Task brief: Reproduce the lines below word for word, starting at the line with "Target: poster on wall" and continuing through the end of the entries, leaving out the pictures.

───── Data shown

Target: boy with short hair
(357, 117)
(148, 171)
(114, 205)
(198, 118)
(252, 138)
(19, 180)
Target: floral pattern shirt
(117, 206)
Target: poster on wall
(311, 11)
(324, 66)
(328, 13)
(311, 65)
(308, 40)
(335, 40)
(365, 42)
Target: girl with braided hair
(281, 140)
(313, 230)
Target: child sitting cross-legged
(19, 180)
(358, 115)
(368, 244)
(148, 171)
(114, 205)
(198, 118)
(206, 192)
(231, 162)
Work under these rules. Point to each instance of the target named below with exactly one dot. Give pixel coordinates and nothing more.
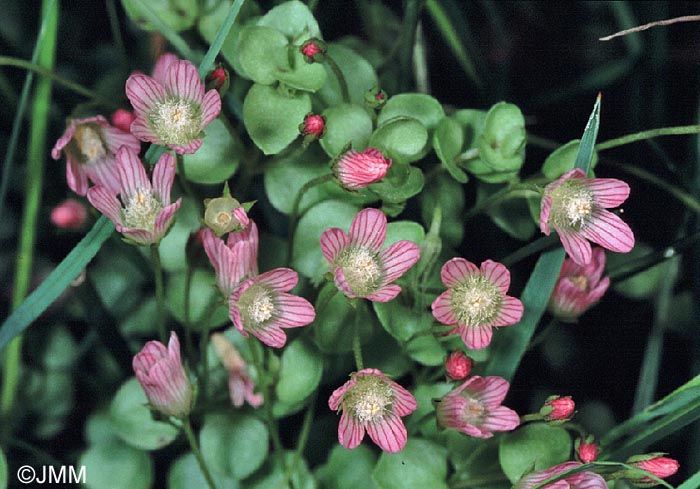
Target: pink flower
(575, 207)
(145, 213)
(172, 110)
(261, 306)
(90, 145)
(474, 408)
(579, 287)
(355, 170)
(233, 260)
(163, 378)
(359, 266)
(70, 214)
(458, 365)
(583, 480)
(476, 300)
(370, 401)
(240, 385)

──────────

Written solution:
Target: poster on wall
(311, 11)
(324, 66)
(328, 13)
(311, 65)
(308, 40)
(335, 40)
(365, 42)
Target: girl with braided hair
(281, 140)
(313, 230)
Target: child sitting cross-legged
(19, 180)
(358, 115)
(368, 244)
(148, 171)
(114, 205)
(198, 118)
(206, 192)
(231, 162)
Work under these rules. Point to each instance of the target named below with exactly one dot. Give pixel coordinates and nothing more.
Target: pink flower
(575, 207)
(145, 213)
(172, 110)
(261, 306)
(90, 145)
(474, 408)
(579, 287)
(355, 170)
(233, 260)
(163, 378)
(359, 266)
(70, 214)
(458, 365)
(583, 480)
(476, 300)
(370, 401)
(240, 385)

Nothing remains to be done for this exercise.